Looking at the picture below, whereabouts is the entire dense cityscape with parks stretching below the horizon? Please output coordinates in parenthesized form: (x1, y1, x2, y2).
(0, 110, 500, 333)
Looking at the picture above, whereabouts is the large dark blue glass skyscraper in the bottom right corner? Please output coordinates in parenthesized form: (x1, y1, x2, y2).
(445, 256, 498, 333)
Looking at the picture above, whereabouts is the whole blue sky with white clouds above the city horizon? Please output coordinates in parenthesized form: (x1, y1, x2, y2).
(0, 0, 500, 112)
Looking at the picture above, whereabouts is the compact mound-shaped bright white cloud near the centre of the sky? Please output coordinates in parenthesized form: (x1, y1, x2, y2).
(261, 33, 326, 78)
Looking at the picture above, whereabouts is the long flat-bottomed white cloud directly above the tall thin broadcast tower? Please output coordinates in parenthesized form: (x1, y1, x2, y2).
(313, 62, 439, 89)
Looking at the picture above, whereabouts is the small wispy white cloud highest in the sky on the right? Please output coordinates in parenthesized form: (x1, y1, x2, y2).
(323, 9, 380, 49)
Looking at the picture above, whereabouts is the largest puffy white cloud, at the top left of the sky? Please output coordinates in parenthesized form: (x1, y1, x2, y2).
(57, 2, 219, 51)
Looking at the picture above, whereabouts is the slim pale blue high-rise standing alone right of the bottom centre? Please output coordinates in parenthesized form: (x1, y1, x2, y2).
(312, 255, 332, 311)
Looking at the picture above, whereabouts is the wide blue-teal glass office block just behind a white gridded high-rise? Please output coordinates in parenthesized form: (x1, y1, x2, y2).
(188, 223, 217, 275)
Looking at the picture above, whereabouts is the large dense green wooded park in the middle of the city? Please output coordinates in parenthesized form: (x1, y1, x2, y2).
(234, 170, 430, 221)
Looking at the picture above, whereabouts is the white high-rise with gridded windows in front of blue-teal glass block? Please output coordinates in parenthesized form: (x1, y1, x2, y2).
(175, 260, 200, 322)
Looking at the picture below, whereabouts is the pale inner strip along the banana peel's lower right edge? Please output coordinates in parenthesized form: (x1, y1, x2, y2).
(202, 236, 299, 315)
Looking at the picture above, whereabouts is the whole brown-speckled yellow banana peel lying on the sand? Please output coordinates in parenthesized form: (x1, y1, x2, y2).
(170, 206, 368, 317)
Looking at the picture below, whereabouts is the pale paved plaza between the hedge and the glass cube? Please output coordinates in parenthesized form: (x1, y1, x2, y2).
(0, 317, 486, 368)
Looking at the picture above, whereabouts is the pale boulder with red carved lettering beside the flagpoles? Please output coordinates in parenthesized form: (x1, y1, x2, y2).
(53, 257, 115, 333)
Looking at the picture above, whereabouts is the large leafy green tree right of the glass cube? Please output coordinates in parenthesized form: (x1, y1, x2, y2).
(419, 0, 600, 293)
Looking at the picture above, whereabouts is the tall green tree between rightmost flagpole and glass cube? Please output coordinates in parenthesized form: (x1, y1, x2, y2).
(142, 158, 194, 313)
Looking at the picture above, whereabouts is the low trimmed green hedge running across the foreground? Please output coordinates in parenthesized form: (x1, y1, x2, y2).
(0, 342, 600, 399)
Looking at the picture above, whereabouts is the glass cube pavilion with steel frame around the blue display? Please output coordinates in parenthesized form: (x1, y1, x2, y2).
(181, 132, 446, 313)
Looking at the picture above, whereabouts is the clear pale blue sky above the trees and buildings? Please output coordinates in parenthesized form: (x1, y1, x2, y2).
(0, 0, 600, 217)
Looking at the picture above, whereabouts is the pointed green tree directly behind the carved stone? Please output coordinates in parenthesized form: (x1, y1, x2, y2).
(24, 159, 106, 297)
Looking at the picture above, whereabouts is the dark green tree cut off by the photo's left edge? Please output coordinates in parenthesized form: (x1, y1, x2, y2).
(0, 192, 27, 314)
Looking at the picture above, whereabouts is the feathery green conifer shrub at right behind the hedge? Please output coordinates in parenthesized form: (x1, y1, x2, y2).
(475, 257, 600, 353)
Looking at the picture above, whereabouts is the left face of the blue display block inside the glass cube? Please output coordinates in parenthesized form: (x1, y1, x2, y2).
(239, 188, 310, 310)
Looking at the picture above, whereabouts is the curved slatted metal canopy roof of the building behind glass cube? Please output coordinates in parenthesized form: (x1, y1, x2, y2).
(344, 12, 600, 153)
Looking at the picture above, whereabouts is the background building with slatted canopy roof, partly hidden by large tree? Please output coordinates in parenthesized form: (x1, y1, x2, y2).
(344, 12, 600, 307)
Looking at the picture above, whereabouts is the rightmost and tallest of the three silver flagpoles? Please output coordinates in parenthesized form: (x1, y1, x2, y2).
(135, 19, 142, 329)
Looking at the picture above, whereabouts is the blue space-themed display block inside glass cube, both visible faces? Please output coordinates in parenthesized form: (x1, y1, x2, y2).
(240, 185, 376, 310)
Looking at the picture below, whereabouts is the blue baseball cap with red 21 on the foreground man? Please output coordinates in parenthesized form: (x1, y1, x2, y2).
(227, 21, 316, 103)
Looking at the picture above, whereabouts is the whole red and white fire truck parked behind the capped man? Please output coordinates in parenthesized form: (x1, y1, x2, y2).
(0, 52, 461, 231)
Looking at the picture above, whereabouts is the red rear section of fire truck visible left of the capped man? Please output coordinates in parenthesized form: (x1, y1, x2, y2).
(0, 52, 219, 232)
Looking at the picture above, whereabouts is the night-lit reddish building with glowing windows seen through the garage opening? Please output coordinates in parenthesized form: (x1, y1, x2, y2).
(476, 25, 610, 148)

■ REQUIRED ACTION
Set down the preceding data verbatim. Every line belongs in the copy.

■ WRITTEN ANSWER
Looking at the picture below, whereabouts is the entire dense cityscape with parks stretching below the horizon? Please output coordinates in parenthesized form: (x1, y1, x2, y2).
(0, 110, 500, 333)
Looking at the picture above, whereabouts is the large dark blue glass skyscraper in the bottom right corner? Please output coordinates in parenthesized form: (x1, y1, x2, y2).
(445, 256, 498, 333)
Looking at the picture above, whereabouts is the whole blue sky with white clouds above the city horizon? Please output coordinates in parenthesized form: (x1, y1, x2, y2).
(0, 0, 500, 112)
Looking at the picture above, whereabouts is the compact mound-shaped bright white cloud near the centre of the sky? Please output coordinates in parenthesized form: (x1, y1, x2, y2).
(261, 33, 326, 78)
Looking at the picture above, whereabouts is the long flat-bottomed white cloud directly above the tall thin broadcast tower? Please output coordinates in parenthesized form: (x1, y1, x2, y2).
(313, 62, 439, 89)
Looking at the picture above, whereabouts is the small wispy white cloud highest in the sky on the right? Please output coordinates in parenthesized form: (x1, y1, x2, y2).
(323, 9, 380, 49)
Looking at the picture above, whereabouts is the largest puffy white cloud, at the top left of the sky? Please output coordinates in parenthesized form: (x1, y1, x2, y2).
(57, 2, 219, 51)
Looking at the picture above, whereabouts is the slim pale blue high-rise standing alone right of the bottom centre? Please output coordinates in parenthesized form: (x1, y1, x2, y2).
(312, 255, 332, 311)
Looking at the picture above, whereabouts is the wide blue-teal glass office block just behind a white gridded high-rise? Please output coordinates in parenthesized form: (x1, y1, x2, y2).
(188, 223, 217, 275)
Looking at the picture above, whereabouts is the large dense green wooded park in the middle of the city? Please output coordinates in parenthesized form: (x1, y1, x2, y2).
(234, 170, 430, 221)
Looking at the picture above, whereabouts is the white high-rise with gridded windows in front of blue-teal glass block? Please output coordinates in parenthesized form: (x1, y1, x2, y2).
(175, 260, 200, 322)
Looking at the picture below, whereabouts is the pale inner strip along the banana peel's lower right edge? Please output coordinates in parenthesized form: (x1, y1, x2, y2).
(202, 236, 299, 315)
Looking at the picture above, whereabouts is the whole brown-speckled yellow banana peel lying on the sand? Please output coordinates in parenthesized form: (x1, y1, x2, y2).
(170, 206, 368, 317)
Looking at the picture below, whereabouts is the pale paved plaza between the hedge and the glass cube? Please output coordinates in parenthesized form: (x1, y1, x2, y2).
(0, 317, 486, 368)
Looking at the picture above, whereabouts is the pale boulder with red carved lettering beside the flagpoles? Please output coordinates in parenthesized form: (x1, y1, x2, y2).
(53, 257, 115, 333)
Looking at the picture above, whereabouts is the large leafy green tree right of the glass cube? Please output coordinates in parenthesized form: (x1, y1, x2, y2).
(419, 0, 600, 293)
Looking at the picture above, whereabouts is the tall green tree between rightmost flagpole and glass cube? Please output coordinates in parenthesized form: (x1, y1, x2, y2).
(142, 158, 194, 313)
Looking at the picture above, whereabouts is the low trimmed green hedge running across the foreground? Please output coordinates in parenthesized form: (x1, y1, x2, y2).
(0, 342, 600, 399)
Looking at the picture above, whereabouts is the glass cube pavilion with steel frame around the blue display? Please output coordinates in parenthesized form: (x1, y1, x2, y2).
(181, 132, 446, 313)
Looking at the picture above, whereabouts is the clear pale blue sky above the trees and buildings? Please output coordinates in parenthesized form: (x1, y1, x2, y2).
(0, 0, 600, 217)
Looking at the picture above, whereabouts is the pointed green tree directly behind the carved stone? Please output coordinates in parenthesized form: (x1, y1, x2, y2).
(24, 159, 106, 297)
Looking at the picture above, whereabouts is the dark green tree cut off by the photo's left edge? Please output coordinates in parenthesized form: (x1, y1, x2, y2).
(0, 192, 27, 314)
Looking at the picture above, whereabouts is the feathery green conifer shrub at right behind the hedge? Please output coordinates in parenthesized form: (x1, y1, x2, y2).
(475, 257, 600, 353)
Looking at the picture above, whereabouts is the left face of the blue display block inside the glass cube? Please output coordinates in parenthesized form: (x1, y1, x2, y2).
(239, 188, 310, 310)
Looking at the picture above, whereabouts is the curved slatted metal canopy roof of the building behind glass cube? Please output coordinates in parenthesized form: (x1, y1, x2, y2).
(344, 12, 600, 153)
Looking at the picture above, whereabouts is the background building with slatted canopy roof, partly hidden by large tree? Please output coordinates in parenthesized form: (x1, y1, x2, y2).
(344, 12, 600, 307)
Looking at the picture above, whereabouts is the rightmost and tallest of the three silver flagpoles? Please output coordinates in parenthesized form: (x1, y1, x2, y2).
(135, 19, 142, 329)
Looking at the picture above, whereabouts is the blue space-themed display block inside glass cube, both visible faces? Please output coordinates in parenthesized form: (x1, y1, x2, y2).
(240, 185, 376, 310)
Looking at the picture below, whereabouts is the blue baseball cap with red 21 on the foreground man? Please output coordinates in parenthesized form: (x1, y1, x2, y2).
(227, 21, 316, 103)
Looking at the picture above, whereabouts is the whole red and white fire truck parked behind the capped man? Please output coordinates in parenthesized form: (x1, y1, x2, y2).
(0, 52, 461, 231)
Looking at the picture above, whereabouts is the red rear section of fire truck visible left of the capped man? Please output coordinates in parenthesized form: (x1, y1, x2, y2).
(0, 52, 219, 232)
Looking at the picture above, whereabouts is the night-lit reddish building with glowing windows seen through the garage opening? Please output coordinates in parenthesized form: (x1, y1, x2, y2).
(476, 25, 610, 148)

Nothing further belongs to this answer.